### What you need to do
Go through the listing below and pull out each line containing the word "reflection", copying those lines unchanged.
------------
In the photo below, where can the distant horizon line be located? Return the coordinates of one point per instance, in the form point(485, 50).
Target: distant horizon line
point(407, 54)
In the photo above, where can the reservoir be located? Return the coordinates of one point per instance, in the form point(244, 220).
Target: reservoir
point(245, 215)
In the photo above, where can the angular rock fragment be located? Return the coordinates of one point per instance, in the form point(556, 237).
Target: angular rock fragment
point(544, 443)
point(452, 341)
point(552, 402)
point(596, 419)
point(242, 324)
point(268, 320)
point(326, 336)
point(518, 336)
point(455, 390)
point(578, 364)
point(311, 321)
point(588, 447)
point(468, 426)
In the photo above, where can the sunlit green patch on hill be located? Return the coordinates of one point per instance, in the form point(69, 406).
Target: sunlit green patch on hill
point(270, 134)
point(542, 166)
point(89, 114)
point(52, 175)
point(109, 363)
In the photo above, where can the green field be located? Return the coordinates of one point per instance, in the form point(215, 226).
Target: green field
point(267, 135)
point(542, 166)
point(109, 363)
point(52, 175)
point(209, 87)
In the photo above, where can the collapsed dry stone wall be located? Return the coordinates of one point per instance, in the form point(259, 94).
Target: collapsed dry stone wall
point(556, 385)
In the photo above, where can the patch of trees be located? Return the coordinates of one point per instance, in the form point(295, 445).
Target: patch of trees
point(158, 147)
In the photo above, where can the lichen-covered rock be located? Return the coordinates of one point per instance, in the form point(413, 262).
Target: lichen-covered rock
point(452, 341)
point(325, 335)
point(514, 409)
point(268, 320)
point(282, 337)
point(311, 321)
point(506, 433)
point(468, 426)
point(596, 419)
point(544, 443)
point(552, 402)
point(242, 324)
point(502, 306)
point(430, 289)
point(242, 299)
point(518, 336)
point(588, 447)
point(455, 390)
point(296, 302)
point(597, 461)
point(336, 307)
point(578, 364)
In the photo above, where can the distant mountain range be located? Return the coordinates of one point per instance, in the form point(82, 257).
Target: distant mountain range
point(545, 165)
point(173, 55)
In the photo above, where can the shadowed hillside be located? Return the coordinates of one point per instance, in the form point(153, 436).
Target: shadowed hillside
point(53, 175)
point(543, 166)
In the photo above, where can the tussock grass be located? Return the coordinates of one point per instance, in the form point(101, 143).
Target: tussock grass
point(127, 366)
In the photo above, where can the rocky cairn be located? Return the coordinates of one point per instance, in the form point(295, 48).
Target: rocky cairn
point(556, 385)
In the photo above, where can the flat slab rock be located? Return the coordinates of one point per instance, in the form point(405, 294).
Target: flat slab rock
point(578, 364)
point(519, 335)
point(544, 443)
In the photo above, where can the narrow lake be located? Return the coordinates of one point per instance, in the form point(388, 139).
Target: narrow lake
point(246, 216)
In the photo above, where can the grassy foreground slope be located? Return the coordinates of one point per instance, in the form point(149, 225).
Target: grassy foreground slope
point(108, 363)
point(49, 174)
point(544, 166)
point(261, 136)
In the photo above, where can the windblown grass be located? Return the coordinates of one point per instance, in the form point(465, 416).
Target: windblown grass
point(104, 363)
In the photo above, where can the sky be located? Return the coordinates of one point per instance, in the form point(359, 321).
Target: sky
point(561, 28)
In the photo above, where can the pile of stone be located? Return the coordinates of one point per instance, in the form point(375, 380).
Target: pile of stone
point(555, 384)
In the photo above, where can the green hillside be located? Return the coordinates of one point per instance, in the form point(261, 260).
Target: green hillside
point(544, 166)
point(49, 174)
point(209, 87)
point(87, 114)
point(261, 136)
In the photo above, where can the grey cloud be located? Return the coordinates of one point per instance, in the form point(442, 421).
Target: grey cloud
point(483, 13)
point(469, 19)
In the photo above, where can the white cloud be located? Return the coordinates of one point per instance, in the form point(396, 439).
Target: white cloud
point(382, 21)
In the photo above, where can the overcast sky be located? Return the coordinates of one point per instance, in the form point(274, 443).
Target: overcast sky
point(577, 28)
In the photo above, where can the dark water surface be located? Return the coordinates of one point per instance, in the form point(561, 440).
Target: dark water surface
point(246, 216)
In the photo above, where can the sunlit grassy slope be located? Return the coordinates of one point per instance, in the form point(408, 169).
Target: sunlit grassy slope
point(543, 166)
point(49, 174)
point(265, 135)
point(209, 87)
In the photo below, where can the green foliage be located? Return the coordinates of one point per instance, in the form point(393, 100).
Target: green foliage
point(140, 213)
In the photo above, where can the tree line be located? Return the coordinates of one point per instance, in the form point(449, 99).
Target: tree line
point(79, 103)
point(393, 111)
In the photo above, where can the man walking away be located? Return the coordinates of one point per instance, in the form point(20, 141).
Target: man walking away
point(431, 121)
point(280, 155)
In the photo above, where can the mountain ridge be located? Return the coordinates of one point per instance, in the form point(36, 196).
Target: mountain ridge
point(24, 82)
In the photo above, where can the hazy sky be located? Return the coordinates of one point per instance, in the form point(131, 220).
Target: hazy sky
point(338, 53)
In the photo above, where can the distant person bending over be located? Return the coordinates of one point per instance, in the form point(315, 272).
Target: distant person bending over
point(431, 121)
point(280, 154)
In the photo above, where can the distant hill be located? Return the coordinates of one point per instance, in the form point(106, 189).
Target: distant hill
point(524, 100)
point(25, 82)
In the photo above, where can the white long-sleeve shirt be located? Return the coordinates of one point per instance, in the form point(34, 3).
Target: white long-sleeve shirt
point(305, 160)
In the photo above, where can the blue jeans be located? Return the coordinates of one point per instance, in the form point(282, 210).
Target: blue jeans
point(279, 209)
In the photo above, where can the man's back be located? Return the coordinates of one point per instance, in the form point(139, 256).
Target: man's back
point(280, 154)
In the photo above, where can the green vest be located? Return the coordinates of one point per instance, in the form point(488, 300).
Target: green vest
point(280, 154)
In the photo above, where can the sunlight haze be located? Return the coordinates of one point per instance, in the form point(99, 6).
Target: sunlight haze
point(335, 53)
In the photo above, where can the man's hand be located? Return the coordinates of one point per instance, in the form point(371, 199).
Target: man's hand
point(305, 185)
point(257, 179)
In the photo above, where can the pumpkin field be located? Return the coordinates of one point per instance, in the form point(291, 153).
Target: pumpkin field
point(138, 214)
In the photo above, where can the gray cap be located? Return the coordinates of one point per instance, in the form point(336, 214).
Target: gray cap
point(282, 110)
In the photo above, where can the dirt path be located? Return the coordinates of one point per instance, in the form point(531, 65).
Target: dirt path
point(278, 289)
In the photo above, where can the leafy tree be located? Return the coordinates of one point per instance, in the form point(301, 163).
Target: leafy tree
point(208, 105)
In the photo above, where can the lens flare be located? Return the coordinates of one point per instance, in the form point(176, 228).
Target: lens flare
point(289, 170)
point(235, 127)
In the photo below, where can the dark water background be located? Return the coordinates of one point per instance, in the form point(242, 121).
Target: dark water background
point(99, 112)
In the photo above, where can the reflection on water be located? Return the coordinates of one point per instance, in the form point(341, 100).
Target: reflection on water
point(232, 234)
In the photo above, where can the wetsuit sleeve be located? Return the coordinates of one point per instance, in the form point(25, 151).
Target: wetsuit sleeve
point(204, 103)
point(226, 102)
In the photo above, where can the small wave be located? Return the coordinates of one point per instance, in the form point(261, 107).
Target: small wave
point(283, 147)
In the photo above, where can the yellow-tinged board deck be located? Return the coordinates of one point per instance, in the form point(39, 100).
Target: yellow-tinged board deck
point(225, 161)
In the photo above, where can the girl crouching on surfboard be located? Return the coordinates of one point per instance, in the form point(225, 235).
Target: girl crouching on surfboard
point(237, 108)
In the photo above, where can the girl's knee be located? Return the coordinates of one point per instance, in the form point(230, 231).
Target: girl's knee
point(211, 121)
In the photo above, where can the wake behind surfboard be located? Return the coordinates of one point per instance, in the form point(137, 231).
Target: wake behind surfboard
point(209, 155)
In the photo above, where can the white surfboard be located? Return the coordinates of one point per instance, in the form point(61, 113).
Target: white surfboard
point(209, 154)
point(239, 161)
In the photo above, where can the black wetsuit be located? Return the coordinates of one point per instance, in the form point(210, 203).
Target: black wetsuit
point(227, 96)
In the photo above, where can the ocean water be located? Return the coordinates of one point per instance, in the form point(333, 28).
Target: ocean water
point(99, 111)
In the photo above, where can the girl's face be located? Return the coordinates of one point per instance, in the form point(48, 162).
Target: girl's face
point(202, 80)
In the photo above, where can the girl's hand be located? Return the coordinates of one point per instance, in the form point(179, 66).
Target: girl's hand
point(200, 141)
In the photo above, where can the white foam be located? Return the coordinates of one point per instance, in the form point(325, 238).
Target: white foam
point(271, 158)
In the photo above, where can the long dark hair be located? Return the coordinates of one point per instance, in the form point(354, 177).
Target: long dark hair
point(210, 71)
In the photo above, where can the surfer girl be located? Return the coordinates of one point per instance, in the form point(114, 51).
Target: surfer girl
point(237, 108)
------------
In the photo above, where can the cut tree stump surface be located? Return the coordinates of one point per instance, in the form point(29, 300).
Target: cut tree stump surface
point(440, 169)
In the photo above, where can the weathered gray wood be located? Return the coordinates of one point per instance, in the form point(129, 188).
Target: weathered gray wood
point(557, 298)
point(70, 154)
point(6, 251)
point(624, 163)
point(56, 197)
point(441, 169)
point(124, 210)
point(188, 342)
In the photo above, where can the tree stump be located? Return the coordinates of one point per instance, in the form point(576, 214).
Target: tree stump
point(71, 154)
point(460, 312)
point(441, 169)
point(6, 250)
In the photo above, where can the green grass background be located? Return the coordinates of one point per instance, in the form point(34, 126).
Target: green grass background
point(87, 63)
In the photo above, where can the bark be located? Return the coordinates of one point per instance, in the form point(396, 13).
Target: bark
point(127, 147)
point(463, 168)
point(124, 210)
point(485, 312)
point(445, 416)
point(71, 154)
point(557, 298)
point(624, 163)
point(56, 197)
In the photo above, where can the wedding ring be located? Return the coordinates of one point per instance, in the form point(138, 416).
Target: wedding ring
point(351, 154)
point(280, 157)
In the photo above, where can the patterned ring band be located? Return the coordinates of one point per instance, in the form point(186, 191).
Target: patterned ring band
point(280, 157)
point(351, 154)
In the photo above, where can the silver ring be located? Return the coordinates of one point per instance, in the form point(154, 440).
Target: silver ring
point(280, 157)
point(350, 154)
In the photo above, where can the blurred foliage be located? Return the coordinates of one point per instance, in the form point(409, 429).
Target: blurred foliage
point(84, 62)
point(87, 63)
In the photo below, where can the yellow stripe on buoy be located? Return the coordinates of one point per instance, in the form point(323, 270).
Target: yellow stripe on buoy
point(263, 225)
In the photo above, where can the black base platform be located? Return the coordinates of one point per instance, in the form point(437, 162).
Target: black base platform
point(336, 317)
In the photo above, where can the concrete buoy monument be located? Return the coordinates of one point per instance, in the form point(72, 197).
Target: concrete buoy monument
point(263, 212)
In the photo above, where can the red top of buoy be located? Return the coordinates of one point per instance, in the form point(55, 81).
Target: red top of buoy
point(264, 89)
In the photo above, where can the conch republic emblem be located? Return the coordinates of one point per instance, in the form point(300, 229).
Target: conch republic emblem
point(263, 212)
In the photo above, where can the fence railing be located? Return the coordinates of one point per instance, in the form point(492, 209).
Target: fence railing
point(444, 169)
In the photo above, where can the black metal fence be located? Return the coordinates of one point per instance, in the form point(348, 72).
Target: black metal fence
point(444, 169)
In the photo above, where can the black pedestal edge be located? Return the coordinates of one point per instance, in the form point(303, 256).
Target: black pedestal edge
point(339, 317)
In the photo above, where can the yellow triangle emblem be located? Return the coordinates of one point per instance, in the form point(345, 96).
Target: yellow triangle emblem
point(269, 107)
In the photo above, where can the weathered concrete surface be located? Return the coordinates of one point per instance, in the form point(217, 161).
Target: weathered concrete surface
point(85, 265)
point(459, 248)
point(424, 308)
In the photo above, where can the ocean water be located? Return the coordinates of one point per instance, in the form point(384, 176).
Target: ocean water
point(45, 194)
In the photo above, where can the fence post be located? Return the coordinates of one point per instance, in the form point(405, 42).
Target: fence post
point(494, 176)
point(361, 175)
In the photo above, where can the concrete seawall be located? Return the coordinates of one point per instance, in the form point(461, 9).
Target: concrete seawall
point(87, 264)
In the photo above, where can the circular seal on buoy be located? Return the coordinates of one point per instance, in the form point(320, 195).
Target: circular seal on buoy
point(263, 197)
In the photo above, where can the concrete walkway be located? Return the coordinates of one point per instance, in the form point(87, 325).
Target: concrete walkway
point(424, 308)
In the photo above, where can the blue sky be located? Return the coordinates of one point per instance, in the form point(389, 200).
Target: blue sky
------------
### Finished exercise
In the photo above, where can the reflection on water be located? Return the coordinates of one point per instance, in the form point(341, 100).
Target: reflection on water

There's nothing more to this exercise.